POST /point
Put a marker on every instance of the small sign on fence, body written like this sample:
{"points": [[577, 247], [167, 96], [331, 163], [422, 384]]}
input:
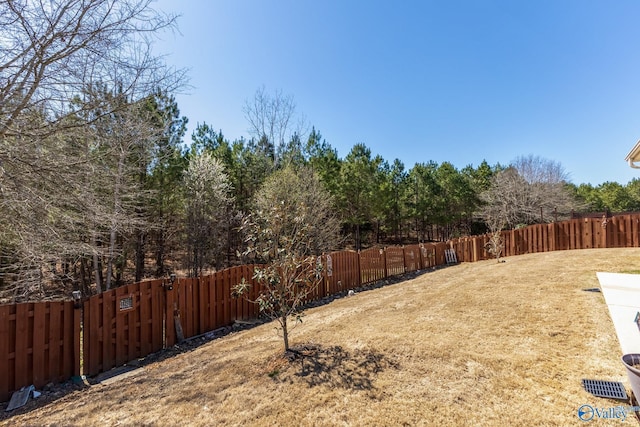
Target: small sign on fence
{"points": [[126, 303]]}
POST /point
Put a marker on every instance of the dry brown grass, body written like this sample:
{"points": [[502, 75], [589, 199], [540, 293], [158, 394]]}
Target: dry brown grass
{"points": [[474, 344]]}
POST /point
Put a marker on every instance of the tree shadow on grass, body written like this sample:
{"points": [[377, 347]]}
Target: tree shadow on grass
{"points": [[333, 366]]}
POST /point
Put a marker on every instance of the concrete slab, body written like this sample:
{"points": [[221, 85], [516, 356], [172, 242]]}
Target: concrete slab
{"points": [[622, 295]]}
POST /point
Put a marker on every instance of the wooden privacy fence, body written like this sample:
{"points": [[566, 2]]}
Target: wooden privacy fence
{"points": [[41, 342], [621, 231]]}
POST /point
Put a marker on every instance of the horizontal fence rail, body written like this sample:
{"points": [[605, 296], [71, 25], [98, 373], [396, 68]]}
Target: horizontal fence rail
{"points": [[40, 342]]}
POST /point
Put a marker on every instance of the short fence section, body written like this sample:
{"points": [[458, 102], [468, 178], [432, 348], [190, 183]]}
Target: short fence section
{"points": [[40, 342]]}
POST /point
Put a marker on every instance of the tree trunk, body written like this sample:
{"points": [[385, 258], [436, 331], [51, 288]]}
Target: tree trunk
{"points": [[285, 332], [160, 254], [140, 247], [96, 265]]}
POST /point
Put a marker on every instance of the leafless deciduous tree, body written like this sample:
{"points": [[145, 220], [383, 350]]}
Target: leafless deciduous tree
{"points": [[531, 190], [207, 198], [273, 121], [293, 223], [56, 139]]}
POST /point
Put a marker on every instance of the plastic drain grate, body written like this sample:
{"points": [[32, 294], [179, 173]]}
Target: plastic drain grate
{"points": [[610, 389]]}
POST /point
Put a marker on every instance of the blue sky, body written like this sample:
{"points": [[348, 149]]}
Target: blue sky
{"points": [[451, 80]]}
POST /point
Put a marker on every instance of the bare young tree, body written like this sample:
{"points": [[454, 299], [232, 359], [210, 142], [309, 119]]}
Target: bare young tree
{"points": [[293, 224]]}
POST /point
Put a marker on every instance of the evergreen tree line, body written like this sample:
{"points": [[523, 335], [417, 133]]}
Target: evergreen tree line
{"points": [[144, 203]]}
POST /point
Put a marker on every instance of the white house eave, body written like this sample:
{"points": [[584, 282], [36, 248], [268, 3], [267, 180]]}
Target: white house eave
{"points": [[634, 156]]}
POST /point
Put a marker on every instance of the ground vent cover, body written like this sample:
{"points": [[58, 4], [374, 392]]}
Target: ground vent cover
{"points": [[609, 389]]}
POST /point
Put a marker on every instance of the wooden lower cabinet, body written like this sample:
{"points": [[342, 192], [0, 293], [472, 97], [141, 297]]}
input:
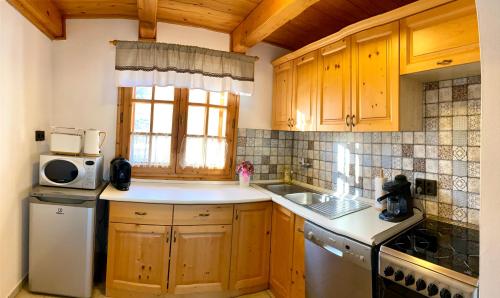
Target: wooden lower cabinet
{"points": [[251, 247], [200, 259], [282, 236], [298, 289], [137, 258]]}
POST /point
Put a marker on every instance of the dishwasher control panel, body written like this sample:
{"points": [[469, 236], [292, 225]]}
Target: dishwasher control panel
{"points": [[352, 251]]}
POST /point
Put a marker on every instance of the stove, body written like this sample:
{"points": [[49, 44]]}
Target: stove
{"points": [[431, 259]]}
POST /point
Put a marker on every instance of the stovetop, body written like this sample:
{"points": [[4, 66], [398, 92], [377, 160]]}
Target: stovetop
{"points": [[450, 246]]}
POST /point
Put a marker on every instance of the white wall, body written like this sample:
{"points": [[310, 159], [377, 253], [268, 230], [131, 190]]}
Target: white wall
{"points": [[84, 87], [255, 111], [25, 105], [489, 25]]}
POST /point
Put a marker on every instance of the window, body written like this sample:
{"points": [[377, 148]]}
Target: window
{"points": [[169, 132]]}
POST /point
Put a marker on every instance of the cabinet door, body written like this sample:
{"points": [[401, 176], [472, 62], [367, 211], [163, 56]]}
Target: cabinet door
{"points": [[281, 251], [305, 86], [138, 258], [282, 96], [334, 92], [375, 79], [200, 259], [440, 37], [251, 246], [298, 289]]}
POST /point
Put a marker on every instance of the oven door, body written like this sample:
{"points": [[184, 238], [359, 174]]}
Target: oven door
{"points": [[61, 171], [390, 289]]}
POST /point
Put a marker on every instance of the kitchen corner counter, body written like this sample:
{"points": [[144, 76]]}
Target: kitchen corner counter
{"points": [[179, 192]]}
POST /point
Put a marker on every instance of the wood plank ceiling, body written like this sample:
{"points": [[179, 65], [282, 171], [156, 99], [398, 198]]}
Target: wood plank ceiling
{"points": [[288, 23]]}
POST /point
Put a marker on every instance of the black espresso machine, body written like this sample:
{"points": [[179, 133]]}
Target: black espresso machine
{"points": [[399, 200]]}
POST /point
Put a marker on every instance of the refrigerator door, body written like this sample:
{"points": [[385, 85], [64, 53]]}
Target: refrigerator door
{"points": [[61, 246]]}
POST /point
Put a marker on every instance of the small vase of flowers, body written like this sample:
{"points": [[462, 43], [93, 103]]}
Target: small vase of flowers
{"points": [[245, 170]]}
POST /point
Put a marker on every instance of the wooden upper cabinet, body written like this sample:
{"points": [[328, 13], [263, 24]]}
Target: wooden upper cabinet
{"points": [[282, 236], [251, 247], [137, 258], [305, 86], [375, 79], [334, 91], [200, 259], [440, 37], [298, 289], [282, 96]]}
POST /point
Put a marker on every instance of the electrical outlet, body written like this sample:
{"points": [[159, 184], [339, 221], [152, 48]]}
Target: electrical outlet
{"points": [[425, 187], [39, 135]]}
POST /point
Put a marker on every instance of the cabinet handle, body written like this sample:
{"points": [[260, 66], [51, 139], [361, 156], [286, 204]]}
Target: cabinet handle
{"points": [[444, 62]]}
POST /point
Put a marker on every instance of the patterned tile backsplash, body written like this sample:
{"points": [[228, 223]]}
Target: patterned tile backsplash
{"points": [[446, 151]]}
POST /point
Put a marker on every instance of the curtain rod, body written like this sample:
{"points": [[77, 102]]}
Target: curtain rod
{"points": [[114, 42]]}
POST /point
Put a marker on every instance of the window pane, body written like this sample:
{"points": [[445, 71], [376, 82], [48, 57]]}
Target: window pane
{"points": [[143, 92], [165, 93], [142, 117], [217, 122], [160, 151], [218, 98], [139, 149], [162, 121], [197, 96], [196, 120], [216, 153], [194, 152]]}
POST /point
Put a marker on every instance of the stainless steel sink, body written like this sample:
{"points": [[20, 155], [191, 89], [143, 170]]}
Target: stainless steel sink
{"points": [[284, 189], [307, 198]]}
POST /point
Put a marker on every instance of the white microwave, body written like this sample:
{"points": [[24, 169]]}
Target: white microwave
{"points": [[71, 171]]}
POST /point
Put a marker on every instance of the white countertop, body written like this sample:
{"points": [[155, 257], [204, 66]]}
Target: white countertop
{"points": [[363, 226], [178, 192]]}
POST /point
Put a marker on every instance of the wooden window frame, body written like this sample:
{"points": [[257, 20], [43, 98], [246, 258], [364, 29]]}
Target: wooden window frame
{"points": [[179, 128]]}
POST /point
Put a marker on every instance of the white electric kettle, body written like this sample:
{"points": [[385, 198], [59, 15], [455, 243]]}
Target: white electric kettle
{"points": [[92, 141]]}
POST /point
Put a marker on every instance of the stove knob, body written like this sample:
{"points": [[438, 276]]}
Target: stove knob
{"points": [[409, 280], [399, 275], [388, 271], [444, 293], [432, 289], [420, 284]]}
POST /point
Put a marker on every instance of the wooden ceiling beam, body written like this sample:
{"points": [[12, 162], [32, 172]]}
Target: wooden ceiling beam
{"points": [[44, 15], [266, 18], [147, 11]]}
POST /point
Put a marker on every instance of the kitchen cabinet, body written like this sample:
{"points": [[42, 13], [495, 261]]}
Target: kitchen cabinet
{"points": [[334, 91], [375, 79], [251, 247], [305, 86], [200, 259], [282, 96], [440, 37], [137, 258], [298, 288], [282, 236]]}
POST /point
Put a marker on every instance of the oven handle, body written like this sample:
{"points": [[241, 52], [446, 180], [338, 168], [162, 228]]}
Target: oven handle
{"points": [[325, 246]]}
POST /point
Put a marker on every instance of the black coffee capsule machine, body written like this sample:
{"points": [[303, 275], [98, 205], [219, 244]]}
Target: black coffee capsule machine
{"points": [[399, 200]]}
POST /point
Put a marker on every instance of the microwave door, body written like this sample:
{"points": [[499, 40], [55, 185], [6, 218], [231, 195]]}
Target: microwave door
{"points": [[63, 172]]}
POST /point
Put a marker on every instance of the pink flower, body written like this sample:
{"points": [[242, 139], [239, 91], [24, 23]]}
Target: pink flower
{"points": [[245, 168]]}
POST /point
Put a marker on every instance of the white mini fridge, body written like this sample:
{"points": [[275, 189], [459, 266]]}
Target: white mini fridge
{"points": [[61, 245]]}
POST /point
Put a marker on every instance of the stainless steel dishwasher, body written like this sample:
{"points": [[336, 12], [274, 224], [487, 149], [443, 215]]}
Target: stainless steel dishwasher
{"points": [[336, 266]]}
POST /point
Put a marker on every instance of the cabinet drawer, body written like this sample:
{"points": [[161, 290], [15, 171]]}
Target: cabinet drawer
{"points": [[140, 213], [203, 214]]}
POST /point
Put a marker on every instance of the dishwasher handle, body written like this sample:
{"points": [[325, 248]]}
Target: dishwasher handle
{"points": [[310, 236]]}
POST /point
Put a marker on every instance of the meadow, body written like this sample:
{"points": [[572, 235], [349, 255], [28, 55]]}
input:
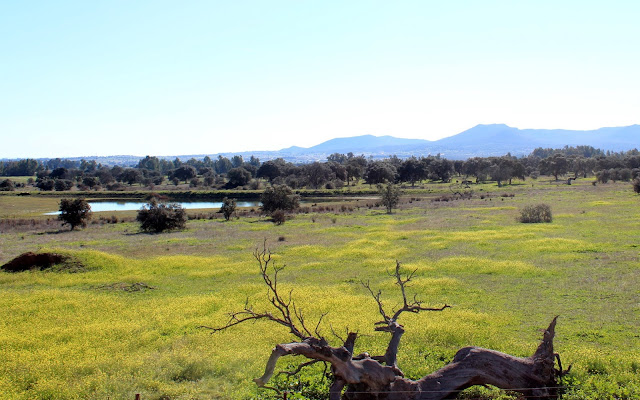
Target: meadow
{"points": [[129, 322]]}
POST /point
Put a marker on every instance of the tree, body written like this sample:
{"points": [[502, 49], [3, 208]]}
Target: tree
{"points": [[355, 168], [380, 172], [238, 177], [228, 208], [184, 173], [62, 184], [389, 196], [159, 217], [45, 184], [555, 165], [317, 174], [440, 169], [366, 377], [74, 212], [7, 185], [130, 176], [150, 163], [279, 197], [269, 170], [411, 170]]}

■ ■ ■ ■ ■

Starting with the first line of the material above and ending with the line that holds "Put a marker on every instance of the dry", write out those lines exactly, without pictures.

POST /point
Put a marker on every instance of the small sign on fence, body written like this sample:
{"points": [[577, 247], [167, 96], [331, 163], [422, 384]]}
input:
Target: small sign on fence
{"points": [[126, 303]]}
POST /point
Put a marker on every instance of the dry brown grass, body written like this sample:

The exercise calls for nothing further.